= Exercise prompt =
Can you rewrite the listing below with every "interface capture" changed to "screenshot" and nothing else altered?

= Information shown =
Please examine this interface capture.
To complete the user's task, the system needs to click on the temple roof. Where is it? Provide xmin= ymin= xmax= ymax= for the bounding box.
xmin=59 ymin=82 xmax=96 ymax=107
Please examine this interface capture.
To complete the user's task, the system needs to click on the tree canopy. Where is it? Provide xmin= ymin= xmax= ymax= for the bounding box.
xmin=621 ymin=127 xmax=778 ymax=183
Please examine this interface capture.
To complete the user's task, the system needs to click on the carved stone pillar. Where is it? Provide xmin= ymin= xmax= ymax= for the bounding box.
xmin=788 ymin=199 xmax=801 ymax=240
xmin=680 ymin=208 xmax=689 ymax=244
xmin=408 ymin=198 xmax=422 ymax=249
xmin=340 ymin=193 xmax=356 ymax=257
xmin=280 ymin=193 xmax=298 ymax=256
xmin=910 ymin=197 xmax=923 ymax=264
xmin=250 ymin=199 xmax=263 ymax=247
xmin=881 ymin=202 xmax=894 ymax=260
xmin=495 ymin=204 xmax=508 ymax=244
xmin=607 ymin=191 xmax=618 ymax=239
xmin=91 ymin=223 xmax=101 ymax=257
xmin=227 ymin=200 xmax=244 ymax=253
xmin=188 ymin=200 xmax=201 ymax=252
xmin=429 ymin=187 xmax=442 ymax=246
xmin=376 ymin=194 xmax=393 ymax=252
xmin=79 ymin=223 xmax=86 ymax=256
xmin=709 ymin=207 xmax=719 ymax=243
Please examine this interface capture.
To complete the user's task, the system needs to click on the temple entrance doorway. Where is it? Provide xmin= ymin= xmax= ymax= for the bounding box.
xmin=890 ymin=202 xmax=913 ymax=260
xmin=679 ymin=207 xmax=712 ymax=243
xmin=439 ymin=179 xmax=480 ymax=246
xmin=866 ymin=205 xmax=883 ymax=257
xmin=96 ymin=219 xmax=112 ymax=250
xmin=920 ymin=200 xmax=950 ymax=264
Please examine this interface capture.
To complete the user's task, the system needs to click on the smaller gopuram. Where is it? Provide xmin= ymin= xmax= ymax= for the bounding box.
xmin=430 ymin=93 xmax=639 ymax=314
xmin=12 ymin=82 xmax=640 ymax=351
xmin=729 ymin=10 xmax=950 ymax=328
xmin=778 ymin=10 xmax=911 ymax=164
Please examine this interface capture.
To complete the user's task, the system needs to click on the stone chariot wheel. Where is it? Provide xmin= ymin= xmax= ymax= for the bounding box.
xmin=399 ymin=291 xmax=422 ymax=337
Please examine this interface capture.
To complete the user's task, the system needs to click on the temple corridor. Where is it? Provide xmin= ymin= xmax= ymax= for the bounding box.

= Solution =
Please examine this screenshot.
To complete the user's task, the system needs to click on the temple roof. Where is it? Provide xmin= ymin= xmax= ymax= for the bounding box.
xmin=59 ymin=82 xmax=96 ymax=107
Please examine this screenshot.
To complete the user's task, the system needs to click on the tree canopy. Where is it? Provide xmin= ymin= xmax= ymax= for the bounding box.
xmin=621 ymin=127 xmax=778 ymax=183
Please examine this screenshot.
To complete the user's task, the system needs to click on the carved stone pillar. Where is it? Provide xmin= ymin= xmax= ymax= for the bounding box.
xmin=788 ymin=199 xmax=801 ymax=240
xmin=680 ymin=208 xmax=689 ymax=244
xmin=408 ymin=198 xmax=422 ymax=249
xmin=340 ymin=193 xmax=356 ymax=257
xmin=280 ymin=193 xmax=298 ymax=256
xmin=910 ymin=197 xmax=923 ymax=264
xmin=250 ymin=199 xmax=263 ymax=247
xmin=881 ymin=202 xmax=894 ymax=260
xmin=495 ymin=204 xmax=508 ymax=244
xmin=607 ymin=191 xmax=618 ymax=239
xmin=91 ymin=223 xmax=101 ymax=257
xmin=227 ymin=200 xmax=244 ymax=253
xmin=188 ymin=200 xmax=201 ymax=252
xmin=429 ymin=187 xmax=442 ymax=246
xmin=376 ymin=194 xmax=393 ymax=252
xmin=79 ymin=223 xmax=86 ymax=256
xmin=709 ymin=207 xmax=719 ymax=243
Please examine this screenshot.
To complete the user's task, the system needs to click on the temple entrance doorway. Where is it? Provide xmin= ymin= xmax= ymax= for the bounding box.
xmin=890 ymin=202 xmax=913 ymax=260
xmin=679 ymin=207 xmax=712 ymax=243
xmin=439 ymin=179 xmax=480 ymax=246
xmin=866 ymin=205 xmax=883 ymax=257
xmin=96 ymin=219 xmax=112 ymax=250
xmin=920 ymin=200 xmax=950 ymax=264
Please examine this screenshot.
To complete the user's task, the system needs to click on the smaller gopuram. Where is it? Provide xmin= ymin= xmax= ymax= for the bounding box.
xmin=430 ymin=93 xmax=639 ymax=314
xmin=12 ymin=82 xmax=640 ymax=351
xmin=729 ymin=10 xmax=950 ymax=328
xmin=778 ymin=10 xmax=911 ymax=164
Please examine this screenshot.
To complete the user's task, the system needs to click on the stone chariot wheel. Where is it? Provide xmin= ymin= xmax= ymax= for the bounding box.
xmin=399 ymin=291 xmax=422 ymax=337
Please examine this screenshot.
To complete the user's task, the system needs to click on the temple corridor. Where is it? Provide xmin= ymin= xmax= ymax= for the bounding box.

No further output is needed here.